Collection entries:

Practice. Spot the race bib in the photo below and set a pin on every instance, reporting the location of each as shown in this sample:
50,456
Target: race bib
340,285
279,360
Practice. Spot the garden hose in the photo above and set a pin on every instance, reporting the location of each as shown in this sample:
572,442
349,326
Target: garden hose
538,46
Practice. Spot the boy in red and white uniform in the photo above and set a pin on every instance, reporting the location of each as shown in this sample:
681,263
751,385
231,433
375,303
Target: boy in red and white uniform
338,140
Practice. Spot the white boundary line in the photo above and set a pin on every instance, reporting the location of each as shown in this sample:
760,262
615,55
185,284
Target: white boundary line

= Task to carry out =
Each entry needs to be copied out exactly as written.

= Your response =
Practice. Spot the race bib in the photo below and set a pin on every instance, reporting the location of each as shown in this sample:
50,456
Target: race bib
340,285
279,360
Practice. Spot the garden hose in the photo above and set a pin on every instance, reporting the location of each as shown in this sample:
572,442
349,326
Target: garden hose
538,46
Practice. Spot the boy in red and white uniform in the photo above and set a pin on every instance, reporting the location of each as shown in this sample:
681,263
751,385
231,433
375,303
Target: boy in red and white uniform
338,140
Practice. Spot the white boundary line in the photo above and set a pin on every instance, reporting the location of each as shown in this sample:
760,262
615,55
185,284
Target: white boundary line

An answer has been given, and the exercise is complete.